*WORK TO COMPLETE:* Please return each line below that contains the word "painted".

[Region labeling records]
..............................

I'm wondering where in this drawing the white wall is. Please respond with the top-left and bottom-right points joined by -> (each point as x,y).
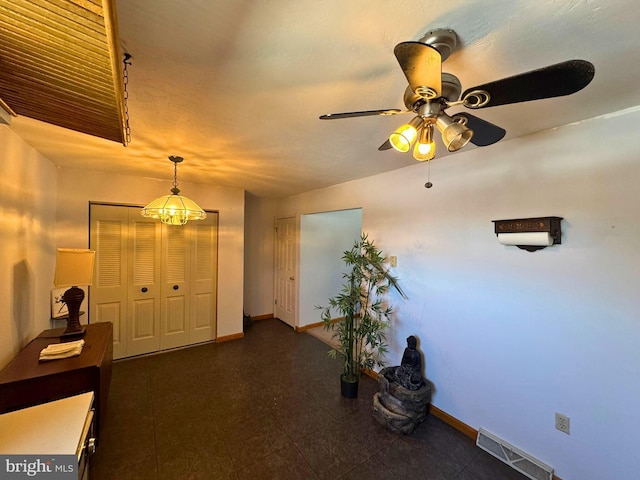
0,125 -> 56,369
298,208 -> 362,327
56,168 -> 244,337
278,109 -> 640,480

..............................

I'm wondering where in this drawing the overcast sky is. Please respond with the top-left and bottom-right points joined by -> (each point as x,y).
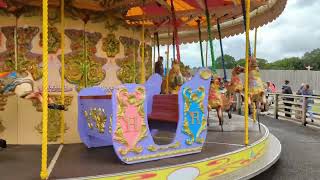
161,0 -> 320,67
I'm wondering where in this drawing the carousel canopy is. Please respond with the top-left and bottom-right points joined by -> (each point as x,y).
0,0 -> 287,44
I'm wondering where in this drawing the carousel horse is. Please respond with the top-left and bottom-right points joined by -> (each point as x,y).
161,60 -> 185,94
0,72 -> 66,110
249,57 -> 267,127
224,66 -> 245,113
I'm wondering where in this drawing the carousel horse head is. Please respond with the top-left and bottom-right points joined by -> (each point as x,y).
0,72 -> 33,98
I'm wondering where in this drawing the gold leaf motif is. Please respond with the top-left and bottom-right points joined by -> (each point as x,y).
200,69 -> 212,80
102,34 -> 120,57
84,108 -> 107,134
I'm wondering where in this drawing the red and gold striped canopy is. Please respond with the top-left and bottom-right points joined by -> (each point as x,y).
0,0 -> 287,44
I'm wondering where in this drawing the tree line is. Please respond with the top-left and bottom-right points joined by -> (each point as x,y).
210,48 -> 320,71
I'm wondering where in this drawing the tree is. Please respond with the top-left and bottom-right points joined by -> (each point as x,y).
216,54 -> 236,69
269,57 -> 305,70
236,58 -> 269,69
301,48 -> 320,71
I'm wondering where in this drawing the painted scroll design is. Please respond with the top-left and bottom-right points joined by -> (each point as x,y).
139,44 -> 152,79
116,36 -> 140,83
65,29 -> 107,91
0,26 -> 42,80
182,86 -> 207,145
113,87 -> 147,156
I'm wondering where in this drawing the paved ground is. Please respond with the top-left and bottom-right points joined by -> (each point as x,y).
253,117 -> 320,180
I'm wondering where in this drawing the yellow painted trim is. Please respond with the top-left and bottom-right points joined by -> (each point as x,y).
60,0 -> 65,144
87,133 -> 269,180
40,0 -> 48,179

..............................

*FINAL RESULT:*
I'm wondering where in this drawing the painted scroll design is. Please respond with the top-left and bottom-right points joined by -> (each point as x,y).
I'm wondering where in this drawing the yellow painted trim is. Please respond with the top-left and bottom-right points joined by -> (each point as x,y).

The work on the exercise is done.